Swap every "Locate" for "Find" in the entries from the line holding "Locate every concrete driveway" through the line holding "625;649;652;735", inclusive. Rewrite only those lines and leave everything else in them unchanged.

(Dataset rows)
+++++
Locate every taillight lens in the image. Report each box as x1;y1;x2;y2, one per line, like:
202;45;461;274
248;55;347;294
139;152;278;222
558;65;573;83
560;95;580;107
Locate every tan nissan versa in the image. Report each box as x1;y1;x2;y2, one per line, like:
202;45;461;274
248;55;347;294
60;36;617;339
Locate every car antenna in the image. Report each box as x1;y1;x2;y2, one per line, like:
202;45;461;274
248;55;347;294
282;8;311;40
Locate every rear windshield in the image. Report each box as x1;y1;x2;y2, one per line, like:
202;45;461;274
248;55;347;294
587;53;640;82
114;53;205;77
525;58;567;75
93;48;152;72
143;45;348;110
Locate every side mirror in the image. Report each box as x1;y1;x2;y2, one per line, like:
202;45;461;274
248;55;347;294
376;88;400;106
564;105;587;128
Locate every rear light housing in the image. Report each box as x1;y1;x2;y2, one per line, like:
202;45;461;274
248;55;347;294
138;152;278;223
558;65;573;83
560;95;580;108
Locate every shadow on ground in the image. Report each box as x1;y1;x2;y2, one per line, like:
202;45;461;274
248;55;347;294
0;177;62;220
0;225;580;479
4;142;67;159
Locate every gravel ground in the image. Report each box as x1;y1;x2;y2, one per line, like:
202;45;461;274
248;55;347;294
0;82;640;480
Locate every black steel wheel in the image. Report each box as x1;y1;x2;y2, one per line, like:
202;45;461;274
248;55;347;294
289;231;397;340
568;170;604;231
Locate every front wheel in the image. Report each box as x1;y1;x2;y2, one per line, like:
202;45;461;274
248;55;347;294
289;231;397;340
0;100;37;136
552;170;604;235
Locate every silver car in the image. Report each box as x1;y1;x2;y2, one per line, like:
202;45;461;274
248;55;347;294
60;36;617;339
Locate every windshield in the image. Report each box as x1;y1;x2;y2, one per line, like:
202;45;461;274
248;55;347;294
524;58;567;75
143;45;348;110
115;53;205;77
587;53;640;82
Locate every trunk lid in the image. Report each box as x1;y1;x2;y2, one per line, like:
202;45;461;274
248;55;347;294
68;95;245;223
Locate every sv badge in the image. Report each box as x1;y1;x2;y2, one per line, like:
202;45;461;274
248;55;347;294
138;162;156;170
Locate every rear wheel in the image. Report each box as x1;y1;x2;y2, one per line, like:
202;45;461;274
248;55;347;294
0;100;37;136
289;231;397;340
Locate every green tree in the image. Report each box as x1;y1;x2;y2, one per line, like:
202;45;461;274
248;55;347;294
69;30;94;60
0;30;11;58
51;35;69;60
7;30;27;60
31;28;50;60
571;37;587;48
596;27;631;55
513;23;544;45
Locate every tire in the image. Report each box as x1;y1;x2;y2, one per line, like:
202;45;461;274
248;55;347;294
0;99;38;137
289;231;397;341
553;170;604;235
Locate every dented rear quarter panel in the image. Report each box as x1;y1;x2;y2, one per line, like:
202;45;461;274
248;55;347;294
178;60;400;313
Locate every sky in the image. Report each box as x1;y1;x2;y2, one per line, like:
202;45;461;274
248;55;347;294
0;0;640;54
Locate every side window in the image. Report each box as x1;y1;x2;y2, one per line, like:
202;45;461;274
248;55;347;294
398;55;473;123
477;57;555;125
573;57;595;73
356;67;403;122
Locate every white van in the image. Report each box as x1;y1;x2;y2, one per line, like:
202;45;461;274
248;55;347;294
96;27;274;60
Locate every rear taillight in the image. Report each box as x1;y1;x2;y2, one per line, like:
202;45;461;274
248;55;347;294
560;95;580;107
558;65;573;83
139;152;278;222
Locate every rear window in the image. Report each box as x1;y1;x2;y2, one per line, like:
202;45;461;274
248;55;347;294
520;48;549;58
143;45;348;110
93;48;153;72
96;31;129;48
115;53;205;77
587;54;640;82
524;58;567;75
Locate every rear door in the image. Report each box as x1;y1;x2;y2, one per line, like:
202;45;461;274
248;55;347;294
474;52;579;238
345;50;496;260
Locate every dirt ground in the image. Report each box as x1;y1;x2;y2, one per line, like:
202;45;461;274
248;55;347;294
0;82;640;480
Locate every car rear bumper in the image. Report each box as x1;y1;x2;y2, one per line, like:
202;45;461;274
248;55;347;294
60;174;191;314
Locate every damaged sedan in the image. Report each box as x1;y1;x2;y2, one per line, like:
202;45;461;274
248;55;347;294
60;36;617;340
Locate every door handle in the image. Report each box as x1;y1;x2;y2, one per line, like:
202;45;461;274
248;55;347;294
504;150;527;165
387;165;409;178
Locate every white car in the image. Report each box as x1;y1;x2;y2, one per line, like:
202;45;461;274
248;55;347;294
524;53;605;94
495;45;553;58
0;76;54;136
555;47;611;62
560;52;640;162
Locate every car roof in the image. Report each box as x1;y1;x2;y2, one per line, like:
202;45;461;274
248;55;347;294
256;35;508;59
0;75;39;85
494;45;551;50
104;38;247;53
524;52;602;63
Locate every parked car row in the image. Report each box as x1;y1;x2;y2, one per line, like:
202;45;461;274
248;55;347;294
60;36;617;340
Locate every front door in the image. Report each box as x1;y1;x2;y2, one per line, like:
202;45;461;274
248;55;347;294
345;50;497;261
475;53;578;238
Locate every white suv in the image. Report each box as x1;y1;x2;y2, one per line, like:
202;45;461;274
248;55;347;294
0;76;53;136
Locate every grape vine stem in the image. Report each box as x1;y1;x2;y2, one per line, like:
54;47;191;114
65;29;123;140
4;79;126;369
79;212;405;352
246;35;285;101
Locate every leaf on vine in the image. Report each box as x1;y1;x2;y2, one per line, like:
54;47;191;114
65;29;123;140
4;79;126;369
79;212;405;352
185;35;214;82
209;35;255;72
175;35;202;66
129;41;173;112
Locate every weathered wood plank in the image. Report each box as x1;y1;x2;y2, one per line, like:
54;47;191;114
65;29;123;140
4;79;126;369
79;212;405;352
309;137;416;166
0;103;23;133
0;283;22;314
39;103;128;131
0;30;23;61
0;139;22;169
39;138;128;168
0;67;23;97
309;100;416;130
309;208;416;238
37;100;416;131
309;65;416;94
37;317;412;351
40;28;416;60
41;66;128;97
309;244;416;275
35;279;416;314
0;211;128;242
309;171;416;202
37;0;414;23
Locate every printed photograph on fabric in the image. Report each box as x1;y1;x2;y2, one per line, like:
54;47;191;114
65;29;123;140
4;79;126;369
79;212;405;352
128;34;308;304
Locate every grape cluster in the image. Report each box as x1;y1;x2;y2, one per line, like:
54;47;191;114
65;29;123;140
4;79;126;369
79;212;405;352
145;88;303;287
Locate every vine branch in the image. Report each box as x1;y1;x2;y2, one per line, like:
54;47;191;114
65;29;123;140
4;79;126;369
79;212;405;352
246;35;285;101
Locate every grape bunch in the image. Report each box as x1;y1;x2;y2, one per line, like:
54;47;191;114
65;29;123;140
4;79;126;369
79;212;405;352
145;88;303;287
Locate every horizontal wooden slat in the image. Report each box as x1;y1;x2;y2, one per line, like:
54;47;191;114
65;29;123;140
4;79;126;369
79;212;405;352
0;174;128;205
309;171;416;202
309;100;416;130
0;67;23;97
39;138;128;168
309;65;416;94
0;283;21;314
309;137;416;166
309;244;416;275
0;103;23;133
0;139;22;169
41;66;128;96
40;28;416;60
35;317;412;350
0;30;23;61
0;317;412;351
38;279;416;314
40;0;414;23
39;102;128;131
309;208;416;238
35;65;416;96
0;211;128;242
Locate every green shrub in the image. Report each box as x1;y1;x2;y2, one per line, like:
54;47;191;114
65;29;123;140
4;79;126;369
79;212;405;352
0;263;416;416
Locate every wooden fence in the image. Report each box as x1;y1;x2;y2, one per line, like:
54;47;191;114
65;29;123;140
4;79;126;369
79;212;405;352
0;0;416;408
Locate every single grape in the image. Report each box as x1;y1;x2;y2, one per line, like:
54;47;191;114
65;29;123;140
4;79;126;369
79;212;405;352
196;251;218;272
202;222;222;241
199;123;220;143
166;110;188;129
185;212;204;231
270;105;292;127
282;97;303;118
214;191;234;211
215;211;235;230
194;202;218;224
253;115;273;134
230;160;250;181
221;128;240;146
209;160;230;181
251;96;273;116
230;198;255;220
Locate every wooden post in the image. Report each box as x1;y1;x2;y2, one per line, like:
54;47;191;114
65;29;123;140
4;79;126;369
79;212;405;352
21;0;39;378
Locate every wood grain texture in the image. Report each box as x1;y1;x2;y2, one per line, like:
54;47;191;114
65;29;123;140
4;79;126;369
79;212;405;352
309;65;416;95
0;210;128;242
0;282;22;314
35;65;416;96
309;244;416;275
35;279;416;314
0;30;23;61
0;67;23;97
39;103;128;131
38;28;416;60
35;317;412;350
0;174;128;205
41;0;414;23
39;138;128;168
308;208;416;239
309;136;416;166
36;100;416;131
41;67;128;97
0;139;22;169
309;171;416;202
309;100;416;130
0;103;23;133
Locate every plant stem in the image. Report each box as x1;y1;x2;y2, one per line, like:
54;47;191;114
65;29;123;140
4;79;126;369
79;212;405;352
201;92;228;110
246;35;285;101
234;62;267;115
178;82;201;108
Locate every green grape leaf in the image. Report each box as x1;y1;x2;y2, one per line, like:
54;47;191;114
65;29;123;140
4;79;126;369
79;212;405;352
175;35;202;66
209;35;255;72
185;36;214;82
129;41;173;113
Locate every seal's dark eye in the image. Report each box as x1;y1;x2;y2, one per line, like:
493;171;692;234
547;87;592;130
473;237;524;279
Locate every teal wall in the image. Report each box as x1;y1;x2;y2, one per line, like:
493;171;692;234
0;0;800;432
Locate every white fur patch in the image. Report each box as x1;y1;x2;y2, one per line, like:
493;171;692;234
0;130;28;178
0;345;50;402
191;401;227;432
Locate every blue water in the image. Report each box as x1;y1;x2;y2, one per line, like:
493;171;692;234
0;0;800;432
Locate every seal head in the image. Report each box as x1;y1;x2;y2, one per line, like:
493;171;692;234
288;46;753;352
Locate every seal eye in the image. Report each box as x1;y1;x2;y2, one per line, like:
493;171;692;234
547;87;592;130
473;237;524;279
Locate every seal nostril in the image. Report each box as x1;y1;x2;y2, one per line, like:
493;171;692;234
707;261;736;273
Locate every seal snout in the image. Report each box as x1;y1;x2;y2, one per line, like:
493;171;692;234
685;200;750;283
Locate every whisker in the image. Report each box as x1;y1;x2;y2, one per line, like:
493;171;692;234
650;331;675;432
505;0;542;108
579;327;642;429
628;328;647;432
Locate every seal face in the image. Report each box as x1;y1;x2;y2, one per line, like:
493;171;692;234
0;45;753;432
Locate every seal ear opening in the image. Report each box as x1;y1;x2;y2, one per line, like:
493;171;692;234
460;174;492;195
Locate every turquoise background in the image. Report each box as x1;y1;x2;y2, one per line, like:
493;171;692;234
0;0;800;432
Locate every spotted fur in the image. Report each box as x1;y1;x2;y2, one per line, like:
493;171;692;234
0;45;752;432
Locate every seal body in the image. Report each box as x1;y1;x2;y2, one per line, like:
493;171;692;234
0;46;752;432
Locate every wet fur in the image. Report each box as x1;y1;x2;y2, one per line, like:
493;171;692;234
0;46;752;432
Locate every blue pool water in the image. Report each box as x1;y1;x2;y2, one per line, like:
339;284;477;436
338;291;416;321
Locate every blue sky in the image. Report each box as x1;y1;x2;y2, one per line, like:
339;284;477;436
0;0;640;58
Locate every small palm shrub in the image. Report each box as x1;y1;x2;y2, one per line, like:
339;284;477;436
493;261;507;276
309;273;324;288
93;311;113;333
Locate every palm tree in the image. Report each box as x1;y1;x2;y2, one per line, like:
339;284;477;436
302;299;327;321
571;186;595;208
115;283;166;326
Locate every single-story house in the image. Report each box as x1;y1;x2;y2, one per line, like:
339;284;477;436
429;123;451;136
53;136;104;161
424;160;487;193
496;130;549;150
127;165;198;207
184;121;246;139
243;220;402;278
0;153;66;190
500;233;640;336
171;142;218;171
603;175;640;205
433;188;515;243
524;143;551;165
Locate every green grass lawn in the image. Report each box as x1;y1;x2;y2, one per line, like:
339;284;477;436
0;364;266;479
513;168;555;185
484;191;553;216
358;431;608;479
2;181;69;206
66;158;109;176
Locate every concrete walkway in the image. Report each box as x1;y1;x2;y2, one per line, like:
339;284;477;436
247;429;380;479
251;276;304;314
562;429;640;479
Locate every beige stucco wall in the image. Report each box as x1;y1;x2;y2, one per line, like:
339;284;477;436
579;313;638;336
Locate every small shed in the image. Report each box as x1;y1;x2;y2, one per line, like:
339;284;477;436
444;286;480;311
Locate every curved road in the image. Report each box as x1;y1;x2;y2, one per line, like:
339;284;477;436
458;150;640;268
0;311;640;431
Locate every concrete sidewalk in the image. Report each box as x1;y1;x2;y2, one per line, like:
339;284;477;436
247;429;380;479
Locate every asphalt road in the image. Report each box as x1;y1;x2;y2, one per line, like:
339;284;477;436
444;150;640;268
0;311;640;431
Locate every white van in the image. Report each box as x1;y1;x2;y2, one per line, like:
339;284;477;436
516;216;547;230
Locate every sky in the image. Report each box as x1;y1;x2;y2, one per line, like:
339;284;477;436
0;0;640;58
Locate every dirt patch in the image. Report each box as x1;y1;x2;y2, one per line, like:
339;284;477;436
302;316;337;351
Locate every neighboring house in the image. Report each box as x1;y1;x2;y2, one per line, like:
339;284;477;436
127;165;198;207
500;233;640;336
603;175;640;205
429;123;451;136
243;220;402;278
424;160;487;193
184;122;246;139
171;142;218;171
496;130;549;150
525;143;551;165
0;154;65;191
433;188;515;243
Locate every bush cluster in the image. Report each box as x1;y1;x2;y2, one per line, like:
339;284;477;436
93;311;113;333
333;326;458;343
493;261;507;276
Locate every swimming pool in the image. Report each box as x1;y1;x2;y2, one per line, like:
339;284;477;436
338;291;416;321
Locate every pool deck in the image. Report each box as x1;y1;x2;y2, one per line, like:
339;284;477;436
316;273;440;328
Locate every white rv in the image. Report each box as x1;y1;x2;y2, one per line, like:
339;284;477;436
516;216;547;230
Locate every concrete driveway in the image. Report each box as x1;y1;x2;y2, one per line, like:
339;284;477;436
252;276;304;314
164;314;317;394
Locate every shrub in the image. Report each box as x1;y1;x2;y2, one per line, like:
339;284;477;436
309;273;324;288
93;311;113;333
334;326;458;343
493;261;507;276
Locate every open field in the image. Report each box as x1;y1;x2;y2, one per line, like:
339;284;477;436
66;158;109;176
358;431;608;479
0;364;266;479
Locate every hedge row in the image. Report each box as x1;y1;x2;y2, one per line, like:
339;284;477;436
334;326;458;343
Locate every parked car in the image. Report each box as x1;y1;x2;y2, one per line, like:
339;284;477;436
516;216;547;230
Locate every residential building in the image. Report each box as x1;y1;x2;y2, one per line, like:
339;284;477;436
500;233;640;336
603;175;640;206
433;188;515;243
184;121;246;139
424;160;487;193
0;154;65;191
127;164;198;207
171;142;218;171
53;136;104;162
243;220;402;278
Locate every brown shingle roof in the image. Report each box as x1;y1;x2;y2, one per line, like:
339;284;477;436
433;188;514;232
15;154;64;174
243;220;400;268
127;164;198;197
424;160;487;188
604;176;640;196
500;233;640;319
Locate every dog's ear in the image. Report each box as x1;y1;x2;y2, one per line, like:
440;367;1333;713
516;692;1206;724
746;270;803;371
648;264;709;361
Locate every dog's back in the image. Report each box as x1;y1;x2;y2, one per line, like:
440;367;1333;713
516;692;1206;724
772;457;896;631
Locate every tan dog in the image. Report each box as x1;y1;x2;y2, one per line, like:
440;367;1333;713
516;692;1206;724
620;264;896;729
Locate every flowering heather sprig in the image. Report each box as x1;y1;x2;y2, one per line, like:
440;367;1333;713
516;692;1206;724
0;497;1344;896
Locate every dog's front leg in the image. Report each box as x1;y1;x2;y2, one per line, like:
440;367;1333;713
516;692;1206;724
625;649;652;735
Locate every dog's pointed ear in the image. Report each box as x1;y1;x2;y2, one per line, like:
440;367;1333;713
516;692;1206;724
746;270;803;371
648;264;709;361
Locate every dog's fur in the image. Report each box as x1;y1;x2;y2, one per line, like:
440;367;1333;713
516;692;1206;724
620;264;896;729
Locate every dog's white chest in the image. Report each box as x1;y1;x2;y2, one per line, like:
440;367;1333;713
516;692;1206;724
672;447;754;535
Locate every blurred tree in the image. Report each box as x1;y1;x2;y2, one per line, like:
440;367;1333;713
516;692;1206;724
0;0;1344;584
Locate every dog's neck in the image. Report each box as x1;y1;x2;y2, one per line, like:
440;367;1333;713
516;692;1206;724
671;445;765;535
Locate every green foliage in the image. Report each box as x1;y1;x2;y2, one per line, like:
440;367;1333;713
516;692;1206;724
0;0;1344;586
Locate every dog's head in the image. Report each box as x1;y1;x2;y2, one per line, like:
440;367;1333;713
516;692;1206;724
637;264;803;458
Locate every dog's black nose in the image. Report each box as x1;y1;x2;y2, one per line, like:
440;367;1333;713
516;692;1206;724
+++++
_Full response_
Find every concrete driveway in the image. Report each box as x1;y1;x2;y2, one per line, like:
339;284;477;436
252;276;304;314
164;314;317;394
Find every shrub in the image. Report each box as x1;y1;x2;y2, one per line, like:
339;284;477;436
309;273;324;288
93;311;113;333
334;326;458;343
493;261;507;276
Find every open field in the image. Report each box as x1;y1;x2;y2, one per line, like:
339;284;477;436
66;158;109;176
358;431;608;479
0;364;266;479
Find every hedge row in the image. Report each box as x1;y1;x2;y2, one per line, like:
339;284;477;436
334;326;458;343
Find every parked car in the image. Report each box as x1;y1;x2;y2, one per line, like:
339;284;477;436
516;216;547;230
Find every residential building in the image. Report each box as x1;y1;x2;y2, one per line, like:
339;284;477;436
500;233;640;336
603;175;640;206
433;188;515;243
184;121;246;139
424;160;487;193
0;154;65;191
127;164;198;207
171;142;218;171
53;136;104;162
243;220;402;278
Find every brown shingle roof in the image. Report each box as x1;y1;x2;y2, one per line, like:
339;284;477;436
433;188;514;232
15;154;64;174
243;220;400;268
127;164;198;197
424;160;487;188
604;176;640;196
500;233;640;319
Find every dog's ear in the image. Report each box as x1;y1;x2;y2, one per line, like:
440;367;1333;713
516;692;1206;724
746;270;803;371
648;264;709;361
Find every dog's back in the image. Report each box as x1;y1;x2;y2, one per line, like:
440;367;1333;713
516;692;1206;724
772;457;896;631
Find every tan dog in the image. Report each box as x1;y1;x2;y2, one per line, like:
440;367;1333;713
516;692;1206;724
620;264;896;729
Find every flowering heather sprig in the image. Report each box as x1;y1;x2;y2, one per line, like:
440;367;1333;713
516;692;1206;724
0;497;1344;896
Find every dog's front leg in the image. Report each box as x1;y1;x2;y2, one per line, like:
440;367;1333;713
516;692;1206;724
625;649;652;735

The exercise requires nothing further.